* Aim a *
According to the passage on license plate trackers, after how many days must captured plate data be deleted in Maine?

The stakes are high.

License plate trackers work very well, and police love them. Departments report immediately improved stolen car and outstanding warrant statistics nearly everywhere the machines are deployed. CSI-style, dramatic, blockbuster ALPR-success stories pepper police talking points: here the technology solved a murder, there it led police to a kidnapper in time to save the kidnapped mother and child. 

The machines, either affixed to stationary locations like telephone poles, or mobile, on the front and back of police patrol cars, can record license plates at a rate of thousands per minute. An ALPR-equipped squad car parked outside a church or mosque could suck up the plate data of all motoring worshippers while the police officer inside reads a book or takes a nap. A mobile system on a highway can record and transmit the plate data of every car that passes it, potentially hundreds of thousands a day.

When the camera snaps a photo of each passing license plate, it also marks the GPS location and time and date of the interaction, storing a unique file for each catch. The system converts the plate number to machine readable text and automatically runs it against any number of law enforcement, homeland security or other databases — including in some places, IRS records.

Police may also manually enter license plates for the system to watch out for.

In Northern Virginia recently, a man reported his wife missing, prompting police to enter her plate number into the system.
 
They got a hit at an apartment complex, and when they got there, officers spotted her car and a note on her windshield that said, in essence, “Don’t tow, I’m visiting apartment 3C.” Officers knocked on the door of that apartment, and she came out of the bedroom. They advised her to call her husband.

Like with most surveillance technology in the 21st century, the devil that ALPR presents is in the details: data policy and accountability mechanisms.

Police could deploy ALPR with very clear guidelines and policies that narrow the likelihood for system abuse or violations of our privacy. That's happening in Maine, where state legislators mandated deletion of all captured plate data after 21 days. But that's not the case in most places, with potentially disastrous consequences if we don't do something about it, and fast.

Yet another warrantless tracking mechanism for police

The biggest risk posed by limitless ALPR data collection is that police will be able to retroactively track motorists' movements throughout our cities, towns and states — or even throughout the country. Many police departments — and most states — lack clear guidelines requiring that officers delete "non-hit" data after a reasonable amount of time. Without such guidelines, police will collect and in some cases already are collecting vast troves of plate data on people not suspected of having committed any crime.

Police officers are open about why they want to keep all the data. A Tennessee journalist spoke with police officials who bluntly advocated mapping ALPR data for intelligence purposes:

Police see far more potential in a related map database that catches all of the scanned license plates in Gallatin, Hendersonville and Sumner County, even those that didn’t match the criminal lists. With that map, a detective can type in a license plate number seen at a crime scene — or even just a partial tag — and search for places where it has been spotted by cameras.

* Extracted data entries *
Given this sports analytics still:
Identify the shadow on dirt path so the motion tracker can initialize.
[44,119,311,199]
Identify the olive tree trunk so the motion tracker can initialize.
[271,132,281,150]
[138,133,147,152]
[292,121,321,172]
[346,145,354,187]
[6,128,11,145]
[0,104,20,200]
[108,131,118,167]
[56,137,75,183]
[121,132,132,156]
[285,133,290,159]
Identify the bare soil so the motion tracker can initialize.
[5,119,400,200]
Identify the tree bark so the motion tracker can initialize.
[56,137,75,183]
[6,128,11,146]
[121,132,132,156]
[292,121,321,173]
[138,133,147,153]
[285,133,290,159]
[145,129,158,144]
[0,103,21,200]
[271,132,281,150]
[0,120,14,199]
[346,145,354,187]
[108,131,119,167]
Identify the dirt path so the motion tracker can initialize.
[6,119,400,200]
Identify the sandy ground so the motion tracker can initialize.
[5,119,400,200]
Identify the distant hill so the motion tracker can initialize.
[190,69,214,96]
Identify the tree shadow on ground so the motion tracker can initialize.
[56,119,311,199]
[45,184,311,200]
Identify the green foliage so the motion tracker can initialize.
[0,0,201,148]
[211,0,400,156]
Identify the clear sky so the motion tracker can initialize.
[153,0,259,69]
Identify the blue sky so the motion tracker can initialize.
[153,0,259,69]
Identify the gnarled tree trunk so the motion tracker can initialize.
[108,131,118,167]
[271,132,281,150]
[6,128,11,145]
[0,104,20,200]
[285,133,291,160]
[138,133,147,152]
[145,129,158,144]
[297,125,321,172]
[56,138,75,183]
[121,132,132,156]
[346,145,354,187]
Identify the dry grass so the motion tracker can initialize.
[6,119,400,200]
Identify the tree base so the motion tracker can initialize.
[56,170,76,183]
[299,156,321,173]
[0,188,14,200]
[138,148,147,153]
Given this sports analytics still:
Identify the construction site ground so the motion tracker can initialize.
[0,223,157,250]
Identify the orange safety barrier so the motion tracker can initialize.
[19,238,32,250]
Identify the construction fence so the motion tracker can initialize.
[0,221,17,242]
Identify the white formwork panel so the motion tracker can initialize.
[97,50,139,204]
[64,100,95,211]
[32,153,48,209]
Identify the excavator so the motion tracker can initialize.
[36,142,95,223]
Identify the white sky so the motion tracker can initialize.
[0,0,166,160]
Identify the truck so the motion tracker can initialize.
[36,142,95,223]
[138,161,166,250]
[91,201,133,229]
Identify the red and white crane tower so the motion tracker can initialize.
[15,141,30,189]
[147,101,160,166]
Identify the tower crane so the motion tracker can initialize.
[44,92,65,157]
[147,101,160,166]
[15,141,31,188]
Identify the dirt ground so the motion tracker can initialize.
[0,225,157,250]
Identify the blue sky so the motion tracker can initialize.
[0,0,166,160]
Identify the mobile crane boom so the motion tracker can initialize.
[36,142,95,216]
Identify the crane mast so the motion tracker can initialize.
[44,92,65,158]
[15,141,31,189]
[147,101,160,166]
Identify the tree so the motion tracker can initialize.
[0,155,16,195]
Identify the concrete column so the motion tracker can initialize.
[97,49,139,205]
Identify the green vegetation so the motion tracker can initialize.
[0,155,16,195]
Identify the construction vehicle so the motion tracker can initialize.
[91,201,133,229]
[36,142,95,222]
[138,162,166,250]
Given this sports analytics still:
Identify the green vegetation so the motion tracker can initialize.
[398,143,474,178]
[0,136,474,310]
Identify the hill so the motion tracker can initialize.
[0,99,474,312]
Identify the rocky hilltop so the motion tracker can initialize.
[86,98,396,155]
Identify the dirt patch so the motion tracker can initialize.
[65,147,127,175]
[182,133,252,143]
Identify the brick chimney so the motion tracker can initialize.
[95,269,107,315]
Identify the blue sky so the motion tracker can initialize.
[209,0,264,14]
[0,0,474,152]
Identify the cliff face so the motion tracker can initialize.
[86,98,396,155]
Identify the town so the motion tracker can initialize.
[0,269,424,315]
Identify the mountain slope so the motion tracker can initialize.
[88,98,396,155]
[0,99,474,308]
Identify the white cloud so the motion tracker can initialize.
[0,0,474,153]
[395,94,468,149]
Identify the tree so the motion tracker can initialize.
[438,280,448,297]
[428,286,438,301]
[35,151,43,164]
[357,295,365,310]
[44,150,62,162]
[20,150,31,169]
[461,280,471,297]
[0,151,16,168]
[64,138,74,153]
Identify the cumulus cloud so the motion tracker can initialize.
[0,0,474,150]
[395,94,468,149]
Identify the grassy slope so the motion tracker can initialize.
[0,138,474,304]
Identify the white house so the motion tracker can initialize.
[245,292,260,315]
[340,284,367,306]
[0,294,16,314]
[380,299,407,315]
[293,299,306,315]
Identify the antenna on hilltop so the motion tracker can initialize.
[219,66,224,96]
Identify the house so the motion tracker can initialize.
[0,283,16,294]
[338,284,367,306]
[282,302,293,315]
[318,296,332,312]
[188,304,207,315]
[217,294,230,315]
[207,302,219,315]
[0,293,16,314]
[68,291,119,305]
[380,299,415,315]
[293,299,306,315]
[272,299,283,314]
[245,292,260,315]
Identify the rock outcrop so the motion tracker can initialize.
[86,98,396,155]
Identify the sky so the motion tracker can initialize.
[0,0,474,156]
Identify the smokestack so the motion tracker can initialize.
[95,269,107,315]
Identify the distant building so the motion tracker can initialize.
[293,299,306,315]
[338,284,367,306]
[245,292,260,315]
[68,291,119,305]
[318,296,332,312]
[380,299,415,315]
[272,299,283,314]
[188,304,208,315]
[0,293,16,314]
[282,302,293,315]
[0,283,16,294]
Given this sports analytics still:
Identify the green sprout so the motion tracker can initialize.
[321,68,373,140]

---

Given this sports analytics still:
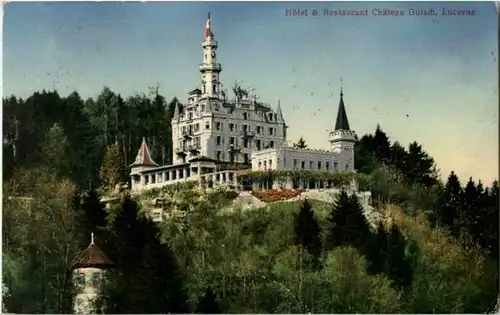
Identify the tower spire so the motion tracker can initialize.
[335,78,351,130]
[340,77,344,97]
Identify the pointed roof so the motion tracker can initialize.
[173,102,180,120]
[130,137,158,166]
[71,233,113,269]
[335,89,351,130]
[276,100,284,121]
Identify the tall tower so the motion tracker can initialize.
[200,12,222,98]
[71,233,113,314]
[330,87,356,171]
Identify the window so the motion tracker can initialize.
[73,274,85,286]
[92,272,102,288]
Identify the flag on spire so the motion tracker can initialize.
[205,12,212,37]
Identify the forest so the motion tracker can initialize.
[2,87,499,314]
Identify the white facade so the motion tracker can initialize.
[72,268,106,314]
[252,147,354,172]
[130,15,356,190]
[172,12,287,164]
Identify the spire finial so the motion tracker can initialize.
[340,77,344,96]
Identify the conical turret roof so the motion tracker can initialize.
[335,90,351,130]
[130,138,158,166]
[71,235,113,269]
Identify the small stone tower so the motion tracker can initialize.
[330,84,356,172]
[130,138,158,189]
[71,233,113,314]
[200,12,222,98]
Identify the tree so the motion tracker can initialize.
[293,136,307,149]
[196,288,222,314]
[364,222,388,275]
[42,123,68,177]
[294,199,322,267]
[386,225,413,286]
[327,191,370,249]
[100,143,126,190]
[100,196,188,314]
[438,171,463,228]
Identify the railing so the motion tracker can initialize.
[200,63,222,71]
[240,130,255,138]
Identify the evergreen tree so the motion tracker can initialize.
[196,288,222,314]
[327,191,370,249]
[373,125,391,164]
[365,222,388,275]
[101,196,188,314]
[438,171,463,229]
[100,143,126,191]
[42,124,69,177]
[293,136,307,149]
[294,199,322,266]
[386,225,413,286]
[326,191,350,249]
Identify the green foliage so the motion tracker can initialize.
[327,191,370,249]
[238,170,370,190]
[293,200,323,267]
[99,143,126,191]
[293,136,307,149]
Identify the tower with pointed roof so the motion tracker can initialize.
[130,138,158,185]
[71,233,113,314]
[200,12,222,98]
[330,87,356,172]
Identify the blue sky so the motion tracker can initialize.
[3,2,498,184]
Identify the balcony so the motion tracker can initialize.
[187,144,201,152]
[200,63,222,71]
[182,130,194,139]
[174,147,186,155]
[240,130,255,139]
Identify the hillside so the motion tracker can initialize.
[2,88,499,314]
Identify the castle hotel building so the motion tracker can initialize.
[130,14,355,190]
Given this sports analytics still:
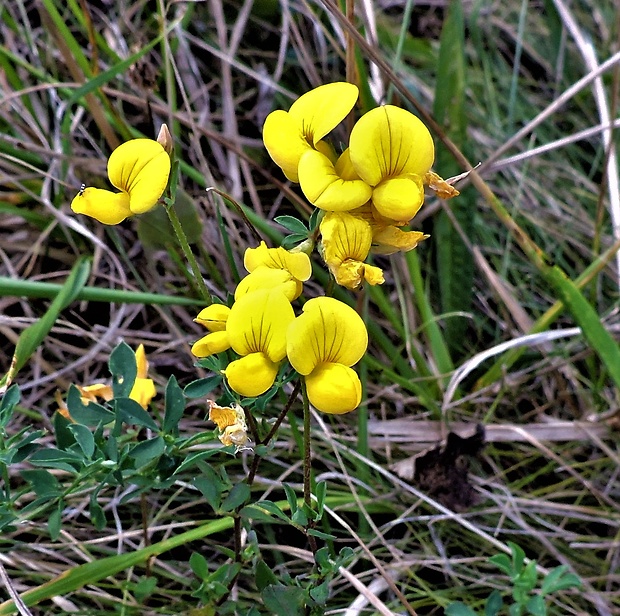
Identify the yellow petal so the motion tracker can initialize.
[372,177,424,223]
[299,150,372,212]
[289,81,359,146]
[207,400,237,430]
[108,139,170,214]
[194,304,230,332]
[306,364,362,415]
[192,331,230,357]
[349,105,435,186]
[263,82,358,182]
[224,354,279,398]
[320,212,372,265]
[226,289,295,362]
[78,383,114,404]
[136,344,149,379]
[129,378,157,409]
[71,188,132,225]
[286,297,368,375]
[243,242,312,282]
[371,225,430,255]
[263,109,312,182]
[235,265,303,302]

* Aim b *
Rewrite the listing, starting at the line that contains "Identify the tower with" and ending at the line that contains "[130,14,355,190]", as a two-column CSV with the headers request and boxes. Give one row per request, with its text and its answer each in one quoted field and line breaks turned into spaces.

* Task output a *
After 21 days.

* Task output b *
request,boxes
"Identify the tower with pointed roof so the motion tracker can initialize.","[130,138,158,185] [71,233,113,314] [200,12,222,98] [330,87,356,172]"
"Identify the blue sky so the motion tracker can initialize.","[3,2,498,184]"
"Identify the balcony so the motion tracker can initialize.","[187,144,201,152] [200,63,222,71] [182,130,194,139] [174,147,186,155] [240,130,255,139]"
"Identify the hillside so the motion tracker can initialize.","[2,88,499,314]"
"Identify the castle hotel building so the motion tracker can initialize.","[130,14,355,190]"